--- Texte à examiner ---
Gwenola Ricordeau est sociologue, spécialiste du système carcéral et de sa critique, enseignante à l’université d’État de Californie à Chico. Après plusieurs publications autour des perspectives féministes dans les milieux carcéraux, elle publie cette année une anthologie abolitionniste de la police. Elle revient sur ce courant politique qu’est l’abolitionnisme pénal, de la police aux prisons en passant par les tribunaux, ses perspectives et ses limites.  

Vous venez de publier une anthologie collective, 1 312 raisons d’abolir la police. Vous travaillez depuis l’Amérique du Nord, où le fonctionnement de la police est différent. Comment cet abolitionnisme se définit-il et s’applique-t-il en France ?

Gwenola Ricordeau : Il existe, depuis les années 1970, des réflexions et des luttes qui se revendiquent de l’abolitionnisme pénal, avec pour projet d’abolir ces principales institutions que sont les tribunaux, la prison et la police. Ce mouvement se retrouve autant en Amérique du Nord qu’en Europe. Ce que l’on connaît le plus, ce sont les luttes anticarcérales, contre les prisons.

Mais les réflexions autour de l’abolition de la police se sont beaucoup développées à partir du milieu des années 2010, en particulier en Amérique du Nord, dans le sillage du mouvement Black Lives Matter. Cependant, ces combats n’ont pas le monopole de l’idée d’abolir la police. Toutes les luttes qui se confrontent à l’État et qui ont pour projet de l’abolir portent forcément cette idée.

Et lorsqu’on observe la généalogie des mobilisations contre l’existence de la police, on voit qu’elles s’inscrivent dans un temps long. Par exemple, les mouvements radicaux noirs, en particulier les Black Panthers, ont développé des analyses qu’on retrouve chez les abolitionnistes, mais aussi des stratégies qui nourrissent les luttes contemporaines.

L’anthologie que vous avez dirigée revient à la fois sur l’histoire du système policier contemporain et sur ses conséquences immédiates sur la vie de différentes personnes. Ce choix s’inscrit-il dans une approche intersectionnelle ?

Plus que des témoignages sur ce que fait la police et l’étendue des méfaits liés à son existence, le livre propose des analyses situées dans des luttes qui ne sont pas toujours associées à cette idée.
--- Données fournies ---
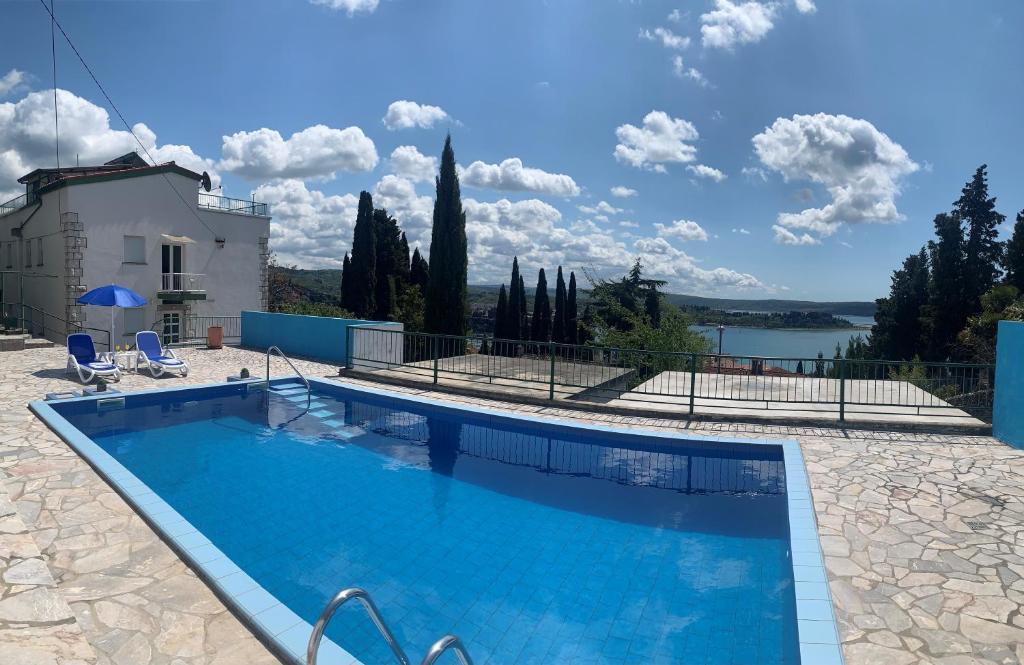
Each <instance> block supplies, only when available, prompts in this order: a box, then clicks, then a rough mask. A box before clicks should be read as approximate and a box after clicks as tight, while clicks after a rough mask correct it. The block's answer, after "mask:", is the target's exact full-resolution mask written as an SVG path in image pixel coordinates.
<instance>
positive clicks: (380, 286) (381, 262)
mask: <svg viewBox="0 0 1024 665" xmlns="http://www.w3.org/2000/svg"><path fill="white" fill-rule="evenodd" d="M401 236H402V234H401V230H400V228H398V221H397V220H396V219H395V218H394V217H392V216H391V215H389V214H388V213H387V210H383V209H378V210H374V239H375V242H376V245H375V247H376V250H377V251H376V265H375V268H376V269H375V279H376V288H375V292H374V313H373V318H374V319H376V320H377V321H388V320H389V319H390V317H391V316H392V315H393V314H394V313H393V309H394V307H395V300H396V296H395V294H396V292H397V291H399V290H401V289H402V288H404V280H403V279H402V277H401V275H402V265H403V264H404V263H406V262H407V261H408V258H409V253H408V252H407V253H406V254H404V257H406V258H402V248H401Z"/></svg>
---
Votre travail:
[a] Restituez sans modification le passage de l'entretien qui commence par « Et lorsqu’on observe » et se poursuit jusqu'à « les luttes contemporaines. ».
[b] Répondez aux questions suivantes d'après l'entretien.
(i) Dans quelle université Gwenola Ricordeau enseigne-t-elle ?
(ii) Depuis quelle décennie existe-t-il des réflexions et des luttes qui se revendiquent de l'abolitionnisme pénal ?
(iii) Dans le sillage de quel mouvement les réflexions sur l'abolition de la police se sont-elles beaucoup développées en Amérique du Nord ?
La liste qui précède forme un matériau distinct de l'entretien.

Corrigés:
[a]
Et lorsqu’on observe la généalogie des mobilisations contre l’existence de la police, on voit qu’elles s’inscrivent dans un temps long. Par exemple, les mouvements radicaux noirs, en particulier les Black Panthers, ont développé des analyses qu’on retrouve chez les abolitionnistes, mais aussi des stratégies qui nourrissent les luttes contemporaines.

[b]
(i) À l'université d'État de Californie à Chico.
(ii) Depuis les années 1970.
(iii) Dans le sillage du mouvement Black Lives Matter.